- [Task goal]:
You are to retype all of the data exactly as it appears.

>>

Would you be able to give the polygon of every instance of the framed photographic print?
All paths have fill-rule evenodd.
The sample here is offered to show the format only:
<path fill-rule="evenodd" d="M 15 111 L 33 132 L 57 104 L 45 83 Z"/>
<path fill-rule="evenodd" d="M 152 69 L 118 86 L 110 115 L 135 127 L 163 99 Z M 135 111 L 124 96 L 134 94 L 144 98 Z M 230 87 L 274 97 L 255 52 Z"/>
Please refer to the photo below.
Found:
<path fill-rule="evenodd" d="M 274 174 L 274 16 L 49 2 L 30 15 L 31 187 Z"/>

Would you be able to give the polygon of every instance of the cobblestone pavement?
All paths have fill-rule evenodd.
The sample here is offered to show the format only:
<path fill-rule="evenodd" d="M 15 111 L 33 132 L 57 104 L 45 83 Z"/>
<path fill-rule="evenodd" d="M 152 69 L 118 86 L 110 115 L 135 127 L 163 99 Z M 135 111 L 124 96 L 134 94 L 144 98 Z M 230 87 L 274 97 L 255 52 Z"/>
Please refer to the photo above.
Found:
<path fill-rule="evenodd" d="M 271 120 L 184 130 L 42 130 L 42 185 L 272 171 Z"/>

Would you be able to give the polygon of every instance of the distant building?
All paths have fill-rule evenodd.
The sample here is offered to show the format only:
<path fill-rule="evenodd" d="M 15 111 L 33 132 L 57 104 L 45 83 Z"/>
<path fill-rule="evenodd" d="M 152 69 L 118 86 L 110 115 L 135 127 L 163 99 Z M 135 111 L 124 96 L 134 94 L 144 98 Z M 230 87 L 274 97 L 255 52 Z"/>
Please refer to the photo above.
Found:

<<

- [Answer for this exercise]:
Would you be able to give the polygon of every instance of the framed photographic print?
All paths have fill-rule evenodd.
The sample here is offered to show the format only:
<path fill-rule="evenodd" d="M 15 111 L 33 132 L 57 104 L 45 83 Z"/>
<path fill-rule="evenodd" d="M 152 69 L 118 86 L 110 115 L 135 127 L 163 99 Z M 135 111 L 124 96 L 134 94 L 144 98 Z M 230 87 L 274 97 L 255 52 Z"/>
Please refer to the photo below.
Found:
<path fill-rule="evenodd" d="M 274 174 L 274 16 L 49 2 L 30 15 L 31 187 Z"/>

Would you be able to give the polygon of every instance of the cobblestone pavement?
All paths have fill-rule evenodd.
The sample here is offered to show the format only:
<path fill-rule="evenodd" d="M 15 111 L 33 132 L 57 104 L 45 83 Z"/>
<path fill-rule="evenodd" d="M 152 69 L 118 86 L 110 115 L 135 127 L 163 99 Z M 135 111 L 124 96 L 134 94 L 144 98 Z M 230 87 L 274 97 L 255 52 Z"/>
Please refer to the photo above.
Found:
<path fill-rule="evenodd" d="M 271 120 L 184 130 L 42 130 L 42 185 L 272 171 Z"/>

Would you be able to give the polygon of every instance of the distant building?
All paths have fill-rule evenodd.
The sample here is offered to show the format only:
<path fill-rule="evenodd" d="M 15 111 L 33 132 L 57 104 L 45 83 Z"/>
<path fill-rule="evenodd" d="M 152 69 L 118 86 L 110 115 L 135 127 L 163 99 Z M 135 111 L 124 96 L 134 94 L 144 98 Z M 230 87 L 274 97 L 255 52 Z"/>
Please refer to the photo above.
Found:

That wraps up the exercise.